◆ What is required: Transcribe all the lines below exactly. Omit the pictures.

Saved data entries:
'''
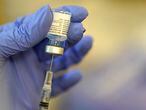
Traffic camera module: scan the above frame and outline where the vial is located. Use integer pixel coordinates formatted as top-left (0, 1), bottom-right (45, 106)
top-left (46, 11), bottom-right (71, 55)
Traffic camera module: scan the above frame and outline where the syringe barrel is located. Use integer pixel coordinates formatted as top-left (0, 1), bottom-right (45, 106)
top-left (39, 71), bottom-right (53, 110)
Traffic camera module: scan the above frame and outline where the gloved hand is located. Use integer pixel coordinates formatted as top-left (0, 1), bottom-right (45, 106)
top-left (0, 5), bottom-right (92, 110)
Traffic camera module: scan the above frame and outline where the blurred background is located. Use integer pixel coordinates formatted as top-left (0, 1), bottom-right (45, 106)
top-left (1, 0), bottom-right (146, 110)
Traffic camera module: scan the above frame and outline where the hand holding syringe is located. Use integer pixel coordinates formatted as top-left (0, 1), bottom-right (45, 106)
top-left (0, 5), bottom-right (92, 110)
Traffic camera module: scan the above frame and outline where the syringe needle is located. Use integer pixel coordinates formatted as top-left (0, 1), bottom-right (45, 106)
top-left (49, 55), bottom-right (54, 72)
'''
◆ Response:
Traffic camera module: scan the above frame and outline where the vial is located. Use integer pixel coordinates formatted as top-left (0, 1), bottom-right (45, 106)
top-left (46, 11), bottom-right (71, 55)
Traffic camera module: scan the above frame and outline where the syringe barrel is located. Use integer pixel coordinates formatted as top-left (0, 1), bottom-right (45, 106)
top-left (39, 71), bottom-right (53, 110)
Traffic camera module: scan the above frame and outline where the gloved hand is located. Use integer pixel coordinates formatted as top-left (0, 1), bottom-right (45, 106)
top-left (0, 5), bottom-right (92, 110)
Traffic camera module: scan the above frame and outline where the blurred background is located. Use integer pixel coordinates formatted as top-left (0, 1), bottom-right (45, 106)
top-left (1, 0), bottom-right (146, 110)
Traffic camera module: scan the above frame and outline where the hand holding syringe is located. Use integer pixel coordinates formatted as top-left (0, 1), bottom-right (45, 106)
top-left (0, 5), bottom-right (92, 110)
Traffic camera module: scan the above frame and outline where the syringe needle is located. Use integer pixel coordinates formatted as top-left (0, 1), bottom-right (45, 106)
top-left (49, 55), bottom-right (54, 72)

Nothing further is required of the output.